* **Action item**
Retype the data below without altering anything.

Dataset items
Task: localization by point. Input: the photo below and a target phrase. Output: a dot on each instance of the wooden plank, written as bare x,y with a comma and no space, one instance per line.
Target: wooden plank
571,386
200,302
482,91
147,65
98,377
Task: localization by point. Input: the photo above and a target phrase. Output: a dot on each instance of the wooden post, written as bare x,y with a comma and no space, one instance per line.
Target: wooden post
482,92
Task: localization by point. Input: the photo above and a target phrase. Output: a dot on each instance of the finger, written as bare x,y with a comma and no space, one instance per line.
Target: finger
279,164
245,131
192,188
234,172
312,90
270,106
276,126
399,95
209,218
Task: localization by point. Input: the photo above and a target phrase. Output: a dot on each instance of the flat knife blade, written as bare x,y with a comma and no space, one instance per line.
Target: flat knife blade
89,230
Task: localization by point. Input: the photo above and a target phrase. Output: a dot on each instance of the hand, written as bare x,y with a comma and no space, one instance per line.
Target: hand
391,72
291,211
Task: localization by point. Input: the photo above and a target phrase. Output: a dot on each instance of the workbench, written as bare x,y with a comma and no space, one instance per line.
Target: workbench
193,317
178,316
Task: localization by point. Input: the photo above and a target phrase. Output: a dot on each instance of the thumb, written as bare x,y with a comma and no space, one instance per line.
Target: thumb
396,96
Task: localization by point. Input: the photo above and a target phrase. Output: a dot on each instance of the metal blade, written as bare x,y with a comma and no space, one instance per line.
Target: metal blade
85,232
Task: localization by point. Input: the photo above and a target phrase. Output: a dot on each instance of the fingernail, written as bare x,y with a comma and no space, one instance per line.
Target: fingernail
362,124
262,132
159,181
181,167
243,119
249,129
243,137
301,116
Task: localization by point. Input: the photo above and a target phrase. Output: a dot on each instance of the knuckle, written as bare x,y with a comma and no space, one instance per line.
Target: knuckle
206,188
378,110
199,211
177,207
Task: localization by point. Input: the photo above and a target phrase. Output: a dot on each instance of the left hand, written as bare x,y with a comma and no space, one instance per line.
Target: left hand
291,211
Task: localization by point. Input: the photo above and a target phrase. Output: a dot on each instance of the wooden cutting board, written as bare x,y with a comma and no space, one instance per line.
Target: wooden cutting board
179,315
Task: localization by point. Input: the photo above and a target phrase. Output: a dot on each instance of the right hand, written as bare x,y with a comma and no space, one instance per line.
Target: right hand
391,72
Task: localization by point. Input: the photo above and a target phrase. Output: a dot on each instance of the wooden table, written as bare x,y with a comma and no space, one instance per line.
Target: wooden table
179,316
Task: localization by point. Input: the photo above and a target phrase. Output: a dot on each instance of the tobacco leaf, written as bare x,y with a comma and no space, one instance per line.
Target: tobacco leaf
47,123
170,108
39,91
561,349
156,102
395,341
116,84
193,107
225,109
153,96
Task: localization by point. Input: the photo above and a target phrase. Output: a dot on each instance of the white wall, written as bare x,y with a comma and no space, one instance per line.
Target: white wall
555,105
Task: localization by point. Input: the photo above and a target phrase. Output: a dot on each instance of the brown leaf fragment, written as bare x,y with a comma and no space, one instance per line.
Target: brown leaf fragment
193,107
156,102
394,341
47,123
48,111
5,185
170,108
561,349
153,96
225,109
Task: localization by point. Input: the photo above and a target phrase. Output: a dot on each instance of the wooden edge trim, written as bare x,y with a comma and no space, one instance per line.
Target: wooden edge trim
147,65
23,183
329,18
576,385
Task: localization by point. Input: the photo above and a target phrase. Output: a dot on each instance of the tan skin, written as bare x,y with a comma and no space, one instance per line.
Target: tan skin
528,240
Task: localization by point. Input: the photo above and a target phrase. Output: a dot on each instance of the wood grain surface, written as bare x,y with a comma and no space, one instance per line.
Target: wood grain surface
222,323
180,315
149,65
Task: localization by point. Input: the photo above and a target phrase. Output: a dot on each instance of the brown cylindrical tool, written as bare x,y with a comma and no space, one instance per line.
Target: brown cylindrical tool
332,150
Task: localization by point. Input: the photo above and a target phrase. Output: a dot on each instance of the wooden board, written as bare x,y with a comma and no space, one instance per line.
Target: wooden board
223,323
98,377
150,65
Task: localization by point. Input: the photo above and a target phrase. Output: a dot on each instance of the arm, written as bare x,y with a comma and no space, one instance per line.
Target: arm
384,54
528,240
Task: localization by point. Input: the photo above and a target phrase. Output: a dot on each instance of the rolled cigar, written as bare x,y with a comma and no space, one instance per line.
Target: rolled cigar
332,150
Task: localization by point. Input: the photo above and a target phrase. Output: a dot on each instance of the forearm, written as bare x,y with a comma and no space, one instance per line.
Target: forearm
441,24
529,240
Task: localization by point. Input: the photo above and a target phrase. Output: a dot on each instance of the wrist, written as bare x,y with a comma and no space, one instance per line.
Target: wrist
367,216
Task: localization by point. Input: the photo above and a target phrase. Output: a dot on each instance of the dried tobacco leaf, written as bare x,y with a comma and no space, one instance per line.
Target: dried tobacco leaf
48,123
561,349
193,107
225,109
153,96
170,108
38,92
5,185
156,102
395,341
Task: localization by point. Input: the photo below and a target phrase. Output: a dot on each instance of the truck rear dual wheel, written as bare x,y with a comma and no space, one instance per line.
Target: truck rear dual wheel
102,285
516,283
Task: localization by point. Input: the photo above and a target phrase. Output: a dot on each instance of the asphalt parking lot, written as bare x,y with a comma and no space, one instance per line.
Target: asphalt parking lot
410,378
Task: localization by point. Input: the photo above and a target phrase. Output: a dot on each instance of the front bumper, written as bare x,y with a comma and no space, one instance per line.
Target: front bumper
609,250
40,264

* **Task solution**
Task: localization by point. Input: the photo below and a target phrase. Output: a dot on each instance of the wooden plank, written as bare x,y with a comma and no space, one instance per line.
Target: wooden plank
571,386
200,302
482,91
147,65
98,377
Task: localization by point. Input: the photo above and a target phrase. Output: a dot on each instance of the wooden post, written as bare x,y with a comma and no space, one instance per line.
Target: wooden post
482,92
Task: localization by point. Input: the photo above and a target phrase. Output: a dot on each instance of the finger, written as bare x,y with a comma and no space, one instance per line.
Target: finger
279,164
245,131
192,188
234,172
312,90
270,106
276,126
399,95
209,218
Task: localization by point. Input: the photo above and a target phrase. Output: a dot on each instance of the flat knife blade, written as bare x,y with a comma and no space, one instance per line.
Target: flat knife blade
89,230
Task: localization by point. Input: the photo above and a target phrase. Output: a dot on each instance of the hand, written as bare x,y with a comma and no space, one instance per line.
Target: hand
391,72
291,211
Task: localization by point. Input: the photo above and a target phrase. Output: a dot on each instance of the workbench, written as bare x,y with a comma and no space, one instance per line.
Target: workbench
193,317
178,316
Task: localization by point. Input: the photo above and a target phrase. Output: a dot on each instance of the thumb, written as bare x,y with a comma and no space, one instance per line.
Target: thumb
396,96
Task: localization by point. Input: the photo above and a target phrase. Output: a dot on each instance of the metal blade, written as bare x,y with a comma and no space, one instance per line.
Target: metal blade
85,232
Task: localization by point. Input: the photo above and a target phrase. Output: a dot on each instance of the fingernail, written as bare x,y with a comma and no space, one instance per line.
Target: fingernail
362,124
262,132
159,181
181,167
243,119
249,129
243,137
301,116
Task: localization by point. Input: the photo above and a target phrase. Output: a dot on each instance of the knuckle, written as bare x,y with a comma and no space, one instance per line.
Target: knuckle
206,188
378,110
199,211
177,207
Task: localization by point. Input: the photo above and a target phrase. Output: a dot on each instance of the left hand, written as bare x,y with a comma and no space, one instance per line.
Target: left hand
291,211
Task: localization by point. Input: the photo above and a target phrase. Output: a dot on each instance of the wooden cutting board, written as bare x,y with a comma and no space, one instance per line.
Target: wooden cutting board
179,315
Task: localization by point. Input: the photo above and a target phrase. Output: a dot on each instance of the right hand, written as bare x,y with a comma and no space, one instance per line.
Target: right hand
391,72
Task: localization by point. Input: the photo above and a target phrase. Output: a dot on each instance of the wooden table, written as bare x,y with a comma and no space, one instance per line.
Target: wooden table
179,316
Task: localization by point. Input: the photo above and a target phrase. Output: a dot on each instance of the tobacco leaf, written as bare x,y with a comma and no space, one instance per line.
Target: tobacco leaf
47,123
170,108
39,91
561,349
156,102
395,341
116,84
193,107
225,109
153,96
Task: localization by point. Input: the photo above and a target phrase. Output: a dot on each instance of the white wall, written as bare x,y with a comma and no space, one instance per line.
Target: white wall
555,105
Task: localization by point. Input: the photo above and a target phrase. Output: a dot on each instance of the brown leaf fragment, written as bare x,y with a comma and no space, one instance per line.
Target: brown leaf fragment
193,107
156,102
394,341
47,123
48,111
5,185
170,108
561,349
153,96
225,109
Task: localization by point. Input: the photo above and a target phrase. Output: a dot on each instance of the wooden edge trim, written as bare x,y with a comma and no space, one instance per line.
Target: wooden edge trim
147,65
23,183
329,18
576,385
Task: localization by point. Input: the photo above and a target phrase. Output: a dot on each instance of the tan skin, written as bare x,y with a comma and no space, one instance per line.
Target: tan skin
528,240
Task: localization by point. Input: the photo above and a target phrase. Output: a dot on each instance of the wood grain surface, written as bare x,y with a comma and no space, one instance per line.
Target: wood grain surface
222,323
180,315
149,65
Task: localization by point. Input: the photo above and a target phrase. Output: a dot on each instance of the brown cylindrical tool, written as bare x,y with a comma and no space, one instance per line.
Target: brown cylindrical tool
332,150
Task: localization by point. Input: the photo above and a target phrase. Output: a dot on each instance of the wooden board, written as bare x,y with a comma and no space, one instance per line.
Target: wooden board
223,323
98,377
150,65
Task: localization by point. Input: the photo above and a target phrase. Output: a dot on each instance of the arm, written as bare x,y with a comma and no space, one instance per line.
Target: arm
384,54
528,240
Task: localization by point. Input: the photo above and a target phrase. Output: a dot on each instance of the rolled cigar, written as bare x,y with a comma and no space, one instance per line.
Target: rolled cigar
332,150
Task: localization by point. Input: the photo above and a target phrase. Output: a dot on each instance of the forearm, written as bare x,y with a comma and no space, one instance per line.
Target: forearm
441,24
529,240
Task: localization by point. Input: the photo above and a target phrase. Output: a dot on each instance of the wrist, written as bare x,y with a comma and no space, one instance per line.
Target: wrist
367,216
Task: localization by point. Input: the photo above and a target phrase. Output: a dot on each instance of the dried tobacco leaf, written as bare x,y with a comma and no space, one instance per line.
Target: dried tobacco leaf
48,123
561,349
193,107
225,109
153,96
170,108
38,92
5,185
156,102
395,341
Task: localization by point. Input: the photo below and a target phrase. Output: a dot on each instance of the truck rear dual wheel, written as bare x,y with a comma and no space, one instance per line.
Target: truck rear dual wheel
102,285
516,283
Task: localization by point. Input: the photo above and a target phrase. Output: a dot on each instance of the asphalt parking lot, written as bare x,y with a comma and no space, one instance per line.
Target: asphalt parking lot
410,378
Task: localization by point. Input: the photo above and a target phrase. Output: a dot on each instance of the front bumper, written as bare x,y with a comma and no space, one instance per line.
Target: front bumper
609,250
40,264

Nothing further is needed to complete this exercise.